# 任务目标
在下列记录中找出所有含有字符串“target”的行，并将这些行逐一照录。匹配时须区分大小写。

(数据集中的若干行)

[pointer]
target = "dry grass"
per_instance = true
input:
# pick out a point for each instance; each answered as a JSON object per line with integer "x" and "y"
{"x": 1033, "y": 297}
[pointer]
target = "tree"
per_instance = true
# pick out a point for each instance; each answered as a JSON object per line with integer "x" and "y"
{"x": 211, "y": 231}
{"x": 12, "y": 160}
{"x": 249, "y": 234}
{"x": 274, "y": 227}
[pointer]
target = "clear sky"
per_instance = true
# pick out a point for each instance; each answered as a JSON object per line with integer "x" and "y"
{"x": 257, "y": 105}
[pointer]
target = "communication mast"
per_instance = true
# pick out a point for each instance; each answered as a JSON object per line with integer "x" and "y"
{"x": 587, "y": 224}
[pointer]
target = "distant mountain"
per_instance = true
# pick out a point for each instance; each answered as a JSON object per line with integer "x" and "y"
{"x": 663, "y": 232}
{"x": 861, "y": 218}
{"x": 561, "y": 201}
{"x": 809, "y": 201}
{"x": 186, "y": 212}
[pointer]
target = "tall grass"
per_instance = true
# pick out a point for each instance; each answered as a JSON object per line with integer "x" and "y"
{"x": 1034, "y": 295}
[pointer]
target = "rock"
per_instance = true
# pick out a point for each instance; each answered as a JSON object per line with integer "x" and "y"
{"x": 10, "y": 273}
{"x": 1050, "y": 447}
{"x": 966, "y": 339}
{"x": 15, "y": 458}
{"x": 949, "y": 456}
...
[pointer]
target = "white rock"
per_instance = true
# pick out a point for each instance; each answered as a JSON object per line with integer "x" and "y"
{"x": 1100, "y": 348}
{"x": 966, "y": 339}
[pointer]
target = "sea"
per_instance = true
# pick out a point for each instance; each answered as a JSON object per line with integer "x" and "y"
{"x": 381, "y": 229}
--
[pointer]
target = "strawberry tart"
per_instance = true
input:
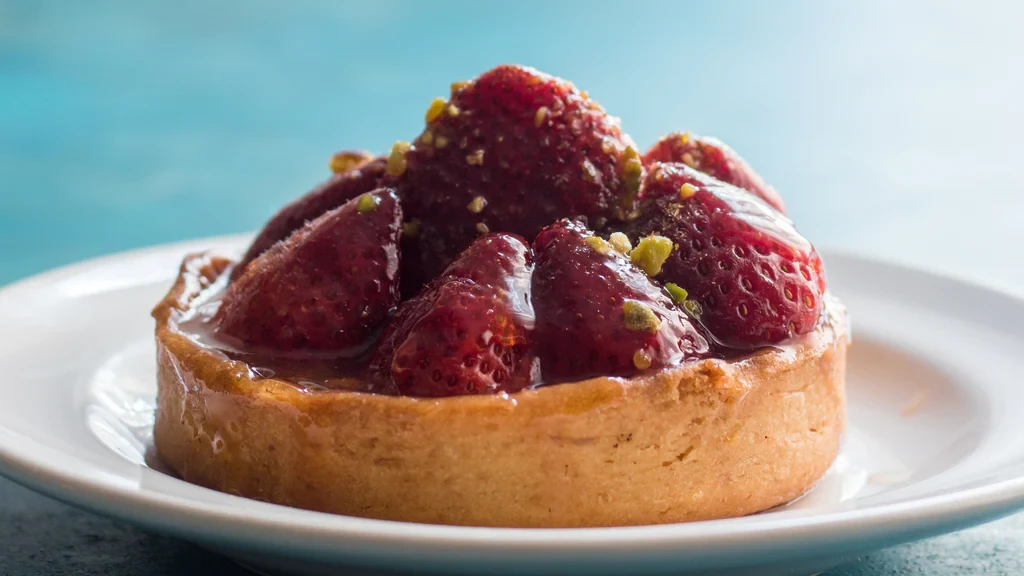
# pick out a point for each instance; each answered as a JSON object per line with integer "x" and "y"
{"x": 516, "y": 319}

# 完成结果
target = "dry grass"
target = "tree"
target = "clear sky"
target = "communication mast"
target = "distant mountain"
target = "tall grass"
target = "rock"
target = "white rock"
target = "sea"
target = "strawberry tart"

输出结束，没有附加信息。